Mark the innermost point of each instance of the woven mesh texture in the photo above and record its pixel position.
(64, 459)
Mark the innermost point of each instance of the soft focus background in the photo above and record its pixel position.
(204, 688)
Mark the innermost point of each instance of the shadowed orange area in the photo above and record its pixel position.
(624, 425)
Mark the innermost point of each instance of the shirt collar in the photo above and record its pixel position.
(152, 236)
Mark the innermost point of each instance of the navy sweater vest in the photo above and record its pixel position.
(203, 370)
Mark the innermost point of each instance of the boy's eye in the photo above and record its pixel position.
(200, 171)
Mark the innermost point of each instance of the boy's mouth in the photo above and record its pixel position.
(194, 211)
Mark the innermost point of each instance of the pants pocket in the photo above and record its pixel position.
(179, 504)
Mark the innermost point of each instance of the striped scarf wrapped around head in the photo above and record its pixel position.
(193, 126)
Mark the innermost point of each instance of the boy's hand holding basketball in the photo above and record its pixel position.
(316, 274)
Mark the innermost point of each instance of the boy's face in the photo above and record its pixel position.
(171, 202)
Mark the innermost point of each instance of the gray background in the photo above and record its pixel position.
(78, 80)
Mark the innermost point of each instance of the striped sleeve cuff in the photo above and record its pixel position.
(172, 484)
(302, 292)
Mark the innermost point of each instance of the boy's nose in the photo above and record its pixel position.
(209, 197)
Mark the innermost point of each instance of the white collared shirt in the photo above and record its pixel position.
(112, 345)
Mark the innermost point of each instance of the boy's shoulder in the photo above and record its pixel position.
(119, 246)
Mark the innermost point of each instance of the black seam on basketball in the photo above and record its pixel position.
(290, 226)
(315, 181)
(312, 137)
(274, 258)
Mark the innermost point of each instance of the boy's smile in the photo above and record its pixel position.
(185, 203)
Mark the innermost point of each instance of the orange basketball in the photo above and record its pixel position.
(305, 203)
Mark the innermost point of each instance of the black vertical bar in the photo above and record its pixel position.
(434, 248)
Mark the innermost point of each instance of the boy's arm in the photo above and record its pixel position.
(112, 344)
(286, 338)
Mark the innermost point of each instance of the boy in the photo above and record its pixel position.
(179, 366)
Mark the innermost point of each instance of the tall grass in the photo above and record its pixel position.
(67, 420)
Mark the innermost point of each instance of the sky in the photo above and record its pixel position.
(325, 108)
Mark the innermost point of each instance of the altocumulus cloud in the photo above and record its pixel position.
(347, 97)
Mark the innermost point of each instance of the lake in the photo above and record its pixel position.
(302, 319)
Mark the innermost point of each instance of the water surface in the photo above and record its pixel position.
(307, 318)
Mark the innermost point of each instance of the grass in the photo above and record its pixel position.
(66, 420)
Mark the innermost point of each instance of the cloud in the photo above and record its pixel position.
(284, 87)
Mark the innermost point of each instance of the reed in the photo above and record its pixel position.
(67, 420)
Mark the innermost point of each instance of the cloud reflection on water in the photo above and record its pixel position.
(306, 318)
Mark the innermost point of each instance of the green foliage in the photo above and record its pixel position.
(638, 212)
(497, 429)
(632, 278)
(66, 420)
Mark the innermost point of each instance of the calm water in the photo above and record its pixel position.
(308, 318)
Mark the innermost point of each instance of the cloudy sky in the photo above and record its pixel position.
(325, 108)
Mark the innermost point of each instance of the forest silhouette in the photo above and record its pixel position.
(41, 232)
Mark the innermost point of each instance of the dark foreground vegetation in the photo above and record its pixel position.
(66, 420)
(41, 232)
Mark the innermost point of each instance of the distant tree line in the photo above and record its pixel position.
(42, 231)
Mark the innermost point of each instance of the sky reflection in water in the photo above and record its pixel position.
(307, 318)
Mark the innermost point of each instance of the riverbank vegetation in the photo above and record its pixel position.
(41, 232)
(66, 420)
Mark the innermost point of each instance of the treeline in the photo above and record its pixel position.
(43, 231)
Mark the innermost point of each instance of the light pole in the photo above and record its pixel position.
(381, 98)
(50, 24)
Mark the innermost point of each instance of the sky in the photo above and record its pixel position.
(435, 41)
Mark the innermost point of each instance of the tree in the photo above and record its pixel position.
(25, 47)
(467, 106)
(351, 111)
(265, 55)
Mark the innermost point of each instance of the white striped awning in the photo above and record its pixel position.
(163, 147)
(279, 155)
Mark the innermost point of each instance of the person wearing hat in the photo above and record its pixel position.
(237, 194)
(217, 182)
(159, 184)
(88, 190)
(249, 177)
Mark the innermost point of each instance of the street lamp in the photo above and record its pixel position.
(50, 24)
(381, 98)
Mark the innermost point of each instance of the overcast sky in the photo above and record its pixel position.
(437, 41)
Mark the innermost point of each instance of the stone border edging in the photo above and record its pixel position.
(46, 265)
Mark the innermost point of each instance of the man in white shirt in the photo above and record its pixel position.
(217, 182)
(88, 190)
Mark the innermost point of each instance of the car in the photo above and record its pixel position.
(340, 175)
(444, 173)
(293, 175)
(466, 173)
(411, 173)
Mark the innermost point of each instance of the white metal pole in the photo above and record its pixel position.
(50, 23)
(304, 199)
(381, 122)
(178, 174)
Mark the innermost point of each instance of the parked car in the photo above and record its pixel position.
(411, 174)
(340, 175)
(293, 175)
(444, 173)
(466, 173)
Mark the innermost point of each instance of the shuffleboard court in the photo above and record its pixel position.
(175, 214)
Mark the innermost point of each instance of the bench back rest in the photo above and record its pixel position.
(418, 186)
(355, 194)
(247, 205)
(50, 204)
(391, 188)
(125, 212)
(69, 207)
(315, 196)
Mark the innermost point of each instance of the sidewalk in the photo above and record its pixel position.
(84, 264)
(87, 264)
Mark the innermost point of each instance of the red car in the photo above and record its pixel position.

◇ ◇ ◇

- WORK REQUIRED
Each record must be returned exactly as it is written.

- RESULT OF THE TASK
Mark the innermost point of each instance of the woven mesh texture in the photo above and record its pixel position.
(64, 459)
Mark the innermost point of each instance of the soft focus background in the photo above and record its pixel position.
(204, 688)
Mark the innermost point of each instance of the shadowed orange area in the photo above and record its pixel position.
(624, 425)
Mark the innermost point of each instance of the shirt collar in the photo above and record its pixel position.
(152, 236)
Mark the innermost point of each instance of the navy sweater vest in the photo above and record its pixel position.
(203, 370)
Mark the innermost point of each instance of the boy's eye in the photo above and record its pixel position.
(200, 171)
Mark the innermost point of each instance of the boy's mouth in the photo above and record its pixel position.
(194, 211)
Mark the innermost point of each instance of the pants pocket in the photo above and record its pixel position.
(179, 504)
Mark the innermost point of each instance of the striped scarf wrapped around head in the photo above and record its pixel position.
(193, 126)
Mark the innermost point of each instance of the boy's hand holding basketball in the photo above and record its pixel position.
(316, 274)
Mark the innermost point of each instance of the boy's face in the photo above and record its pixel position.
(171, 202)
Mark the innermost point of each instance of the gray background in the photo above and record its pixel position.
(78, 80)
Mark the innermost point of each instance of the striped sleeve cuff in the photo above and record its pixel position.
(172, 484)
(302, 292)
Mark the innermost point of each instance of the boy's nose in the photo above and record its pixel position.
(209, 197)
Mark the innermost point of each instance of the white collared shirt in the photo above and record its pixel position.
(112, 345)
Mark the innermost point of each instance of the boy's shoulder in the photo above and record its pixel position.
(119, 246)
Mark the innermost point of each instance of the black seam on basketball in the photo above and record its pixel position.
(290, 226)
(315, 181)
(312, 137)
(274, 258)
Mark the innermost point of each instance of the boy's smile in the photo above and record its pixel position.
(185, 203)
Mark the innermost point of each instance of the orange basketball in the photo above and record its pixel position.
(305, 203)
Mark the innermost point of each instance of the black vertical bar in the photo above and record its pixel position.
(434, 248)
Mark the innermost point of each instance of the boy's arm in the photo above and record its pixel position.
(112, 344)
(286, 338)
Mark the innermost point of each instance of the boy in the photo above and record its pixel position.
(179, 366)
Mark the innermost point of each instance of the tall grass in the photo above and record its pixel position.
(67, 420)
Mark the innermost point of each instance of the sky in the photo above and record its pixel position.
(325, 108)
Mark the innermost point of each instance of the altocumulus cloud in the photo above and record its pixel position.
(347, 97)
Mark the innermost point of each instance of the lake in the photo above and record its pixel position.
(302, 319)
Mark the innermost point of each instance of the water surface in the photo above and record its pixel position.
(307, 318)
Mark the innermost point of each instance of the grass in the photo above and record its pixel position.
(66, 420)
Mark the innermost point of each instance of the cloud in the photo above and record its pixel position.
(284, 87)
Mark the innermost point of each instance of the reed in the photo above and record its pixel position.
(67, 420)
Mark the innermost point of each instance of the cloud reflection on water in the photo above and record its pixel position.
(306, 318)
Mark the innermost point of each instance of the green foliage in the photo above and record its pixel position.
(638, 212)
(497, 429)
(632, 278)
(66, 420)
Mark the innermost point of each instance of the calm water in the photo above and record its pixel position.
(308, 318)
Mark the innermost point of each instance of the cloudy sky in the photo above and record its pixel position.
(325, 108)
Mark the innermost point of each instance of the forest silhouette in the photo above and record its pixel position.
(41, 232)
Mark the innermost point of each instance of the dark foreground vegetation in the photo above and record its pixel position.
(66, 420)
(41, 232)
Mark the innermost point of each instance of the distant tree line in the photo above and record its pixel position.
(42, 231)
Mark the innermost point of each instance of the sky reflection in water in the photo above and record its pixel position.
(307, 318)
Mark the innermost point of each instance of the riverbank vegetation in the photo above and record its pixel position.
(41, 232)
(66, 420)
Mark the innermost point of each instance of the treeline in the photo above and record its pixel position.
(43, 231)
Mark the innermost point of each instance of the light pole in the photo above and record its pixel position.
(381, 98)
(50, 24)
Mark the innermost point of each instance of the sky in the photo above and record its pixel position.
(435, 41)
Mark the innermost point of each instance of the tree in the photo above and record its pixel position.
(25, 47)
(467, 106)
(351, 111)
(265, 55)
Mark the innermost point of each instance of the white striped awning in the photo above and record its pixel position.
(163, 147)
(279, 155)
Mark the innermost point of each instance of the person wearing hat in the photo above and record its pixel position.
(237, 194)
(217, 182)
(159, 184)
(88, 190)
(249, 177)
Mark the innermost point of each instance of the street lamp in the photo above and record its pixel position.
(50, 24)
(381, 98)
Mark the innermost point of each instance of the overcast sky in the photo above and record its pixel position.
(437, 41)
Mark the innermost point of each instance of the stone border edging in the photo above and record its pixel position.
(46, 265)
Mark the innermost point of each instance of the man in white shirt in the photo above and record its pixel position.
(217, 182)
(88, 190)
Mark the innermost point of each instance of the car in the photo above and record its pixel position.
(340, 175)
(444, 173)
(293, 175)
(466, 173)
(411, 173)
Mark the innermost point of each instance of the white metal pole in the photo above and record its pixel position.
(50, 23)
(304, 199)
(381, 122)
(178, 174)
Mark the innermost point of each instance of the parked car in the photo above and record its pixel position.
(411, 174)
(340, 175)
(293, 175)
(444, 173)
(466, 173)
Mark the innermost point of each instance of the shuffleboard court in the photo above and record its pixel position.
(175, 214)
Mark the innermost point of each instance of the bench back rest in the photo above and record its pixel position.
(418, 186)
(355, 194)
(247, 205)
(50, 204)
(391, 188)
(125, 212)
(69, 207)
(315, 196)
Mark the innermost point of each instance of the sidewalk in the photo above and record its pixel position.
(84, 264)
(87, 264)
Mark the innermost point of each instance of the red car in the photo above and record its pixel position.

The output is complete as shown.